Collected data entries:
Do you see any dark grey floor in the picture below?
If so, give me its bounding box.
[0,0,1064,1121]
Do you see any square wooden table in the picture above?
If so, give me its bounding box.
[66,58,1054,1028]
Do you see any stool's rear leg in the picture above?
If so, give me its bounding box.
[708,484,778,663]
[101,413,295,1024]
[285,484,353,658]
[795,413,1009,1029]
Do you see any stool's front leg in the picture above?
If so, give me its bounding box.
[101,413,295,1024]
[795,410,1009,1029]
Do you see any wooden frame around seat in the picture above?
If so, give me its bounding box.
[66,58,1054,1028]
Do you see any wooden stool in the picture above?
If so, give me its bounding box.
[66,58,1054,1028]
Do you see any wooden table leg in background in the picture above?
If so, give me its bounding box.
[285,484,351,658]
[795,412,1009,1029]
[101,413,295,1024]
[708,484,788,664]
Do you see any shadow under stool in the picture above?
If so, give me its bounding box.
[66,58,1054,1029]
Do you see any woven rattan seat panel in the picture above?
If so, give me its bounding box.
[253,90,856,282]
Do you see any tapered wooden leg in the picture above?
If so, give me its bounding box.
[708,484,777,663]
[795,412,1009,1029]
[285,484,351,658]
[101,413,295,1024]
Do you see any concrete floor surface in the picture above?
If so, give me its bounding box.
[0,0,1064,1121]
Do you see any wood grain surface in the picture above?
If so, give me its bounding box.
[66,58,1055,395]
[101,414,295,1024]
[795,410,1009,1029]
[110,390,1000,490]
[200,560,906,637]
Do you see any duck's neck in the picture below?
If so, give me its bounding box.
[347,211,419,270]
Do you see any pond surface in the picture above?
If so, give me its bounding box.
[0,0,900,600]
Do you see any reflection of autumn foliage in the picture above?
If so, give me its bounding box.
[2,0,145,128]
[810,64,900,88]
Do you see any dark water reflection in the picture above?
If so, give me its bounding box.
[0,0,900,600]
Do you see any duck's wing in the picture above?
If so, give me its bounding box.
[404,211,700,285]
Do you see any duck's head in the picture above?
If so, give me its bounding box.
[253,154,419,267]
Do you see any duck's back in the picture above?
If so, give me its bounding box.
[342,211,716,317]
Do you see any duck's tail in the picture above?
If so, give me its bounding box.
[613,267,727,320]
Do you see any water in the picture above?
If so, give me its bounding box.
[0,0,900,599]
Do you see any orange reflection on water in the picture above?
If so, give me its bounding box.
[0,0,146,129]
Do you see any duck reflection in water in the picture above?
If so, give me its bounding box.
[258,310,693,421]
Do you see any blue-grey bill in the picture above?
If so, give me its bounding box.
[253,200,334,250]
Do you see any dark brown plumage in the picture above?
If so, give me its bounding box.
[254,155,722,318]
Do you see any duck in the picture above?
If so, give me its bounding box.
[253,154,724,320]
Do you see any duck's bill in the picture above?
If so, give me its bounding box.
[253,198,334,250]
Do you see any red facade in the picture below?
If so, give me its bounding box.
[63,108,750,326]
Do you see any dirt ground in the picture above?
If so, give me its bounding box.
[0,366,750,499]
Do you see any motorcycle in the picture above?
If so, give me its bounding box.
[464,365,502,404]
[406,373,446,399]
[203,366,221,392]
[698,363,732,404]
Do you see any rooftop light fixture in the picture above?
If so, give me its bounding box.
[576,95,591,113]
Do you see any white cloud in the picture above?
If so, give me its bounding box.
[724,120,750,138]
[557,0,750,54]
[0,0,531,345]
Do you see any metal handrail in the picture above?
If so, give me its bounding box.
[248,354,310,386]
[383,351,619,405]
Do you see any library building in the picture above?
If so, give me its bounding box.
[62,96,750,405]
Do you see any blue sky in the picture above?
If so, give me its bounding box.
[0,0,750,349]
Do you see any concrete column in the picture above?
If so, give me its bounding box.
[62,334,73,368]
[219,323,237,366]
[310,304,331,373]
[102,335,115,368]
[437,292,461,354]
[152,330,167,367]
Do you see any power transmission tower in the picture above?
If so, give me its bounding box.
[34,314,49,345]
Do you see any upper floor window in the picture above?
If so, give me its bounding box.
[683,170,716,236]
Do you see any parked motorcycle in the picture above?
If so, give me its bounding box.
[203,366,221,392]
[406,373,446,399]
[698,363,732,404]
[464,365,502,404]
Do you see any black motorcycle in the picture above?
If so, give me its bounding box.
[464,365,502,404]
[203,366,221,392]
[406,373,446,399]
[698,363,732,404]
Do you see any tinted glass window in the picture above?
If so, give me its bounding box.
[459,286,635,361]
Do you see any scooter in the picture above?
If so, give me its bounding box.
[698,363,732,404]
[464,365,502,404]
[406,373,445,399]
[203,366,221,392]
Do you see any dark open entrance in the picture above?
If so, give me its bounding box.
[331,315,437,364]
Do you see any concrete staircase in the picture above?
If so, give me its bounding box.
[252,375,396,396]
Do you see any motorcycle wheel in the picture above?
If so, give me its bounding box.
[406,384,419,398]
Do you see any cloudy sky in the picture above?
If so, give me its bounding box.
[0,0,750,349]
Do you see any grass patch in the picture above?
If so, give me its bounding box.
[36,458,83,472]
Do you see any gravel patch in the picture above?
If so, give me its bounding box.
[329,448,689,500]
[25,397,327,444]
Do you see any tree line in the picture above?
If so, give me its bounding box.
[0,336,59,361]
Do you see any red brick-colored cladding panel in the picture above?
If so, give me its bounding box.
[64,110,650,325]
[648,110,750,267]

- **THE REQUEST**
Show every line of the records above that contains the word "window". Case counts.

- **ANSWER TO THIS EXERCISE**
Do you see any upper floor window in the picture above?
Do you see any tinted glass window in the picture above?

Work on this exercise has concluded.